■ **Work to do**
Return each line of the records below that contains the string "window", treating uppercase and lowercase letters as different.

■ **Material**
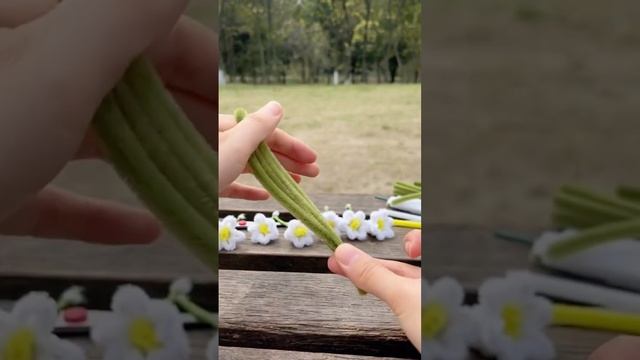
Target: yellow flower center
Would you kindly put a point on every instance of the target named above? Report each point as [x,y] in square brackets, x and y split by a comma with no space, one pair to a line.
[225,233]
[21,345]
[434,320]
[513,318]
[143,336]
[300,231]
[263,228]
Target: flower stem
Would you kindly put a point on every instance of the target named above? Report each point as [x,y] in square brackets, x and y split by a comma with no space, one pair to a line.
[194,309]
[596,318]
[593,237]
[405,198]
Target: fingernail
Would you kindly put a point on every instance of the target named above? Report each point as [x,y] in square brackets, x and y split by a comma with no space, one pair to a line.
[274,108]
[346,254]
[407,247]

* * *

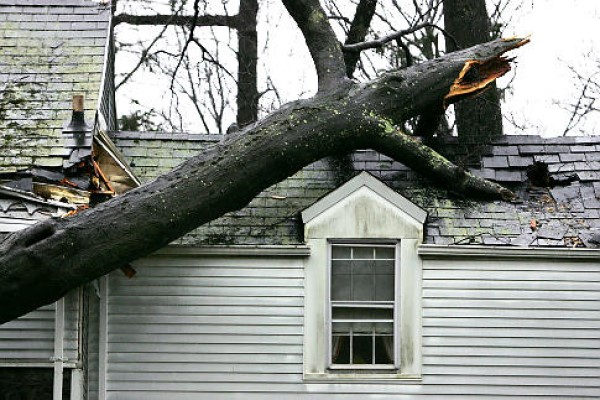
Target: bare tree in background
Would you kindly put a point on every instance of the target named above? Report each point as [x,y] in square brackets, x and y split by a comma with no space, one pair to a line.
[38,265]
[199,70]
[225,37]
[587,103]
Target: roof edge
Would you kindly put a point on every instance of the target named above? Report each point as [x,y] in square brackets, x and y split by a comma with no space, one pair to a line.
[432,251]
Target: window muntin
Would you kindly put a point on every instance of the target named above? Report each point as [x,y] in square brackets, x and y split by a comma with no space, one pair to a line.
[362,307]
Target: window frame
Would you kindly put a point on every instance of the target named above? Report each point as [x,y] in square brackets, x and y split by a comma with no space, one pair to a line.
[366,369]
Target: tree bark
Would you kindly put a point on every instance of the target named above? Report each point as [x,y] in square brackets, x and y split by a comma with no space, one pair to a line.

--

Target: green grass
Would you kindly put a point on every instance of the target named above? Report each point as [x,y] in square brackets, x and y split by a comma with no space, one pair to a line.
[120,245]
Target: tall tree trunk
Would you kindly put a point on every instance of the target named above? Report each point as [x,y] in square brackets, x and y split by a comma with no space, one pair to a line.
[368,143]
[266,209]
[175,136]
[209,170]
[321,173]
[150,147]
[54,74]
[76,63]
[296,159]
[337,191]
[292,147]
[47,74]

■ **Task response**
Target: window muntin
Target: window frame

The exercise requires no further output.